* [Reading passage]
═══

# Creating numerical representations for each of the products with Word2Vec

In this (rather short) notebook, I will demonstrate how simple it is to learn representations for each product in the shopping baskets with Word2Vec.

In [None]:
!pip install adjustText

In [None]:
import pandas as pd
import numpy as np
from gensim.models.word2vec import Word2Vec
from sklearn.manifold import TSNE
from adjustText import adjust_text

%matplotlib inline
import matplotlib.pyplot as plt

In [None]:
np.random.seed(42)

# Load our data (shopping baskets)

In [None]:
data = pd.read_csv('../input/groceries/groceries - groceries.csv', header=0)
data.head(5)

# Create "sentences"

═══

* [Requirement 1] Repeat everything in the Word2Vec notebook from "# Creating numerical" down to "baskets with Word2Vec.", word for word.

═══

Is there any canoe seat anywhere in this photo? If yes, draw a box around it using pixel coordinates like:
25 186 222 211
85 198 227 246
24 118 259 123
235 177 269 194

═══

* [Requirement 2] Rewrite the entries with "canoe seat" replaced by "kayak paddle" and every other part left unchanged.

* [Correct response 1]
# Creating numerical representations for each of the products with Word2Vec

In this (rather short) notebook, I will demonstrate how simple it is to learn representations for each product in the shopping baskets with Word2Vec.

* [Correct response 2]
Is there any kayak paddle anywhere in this photo? If yes, draw a box around it using pixel coordinates like:
25 186 222 211
85 198 227 246
24 118 259 123
235 177 269 194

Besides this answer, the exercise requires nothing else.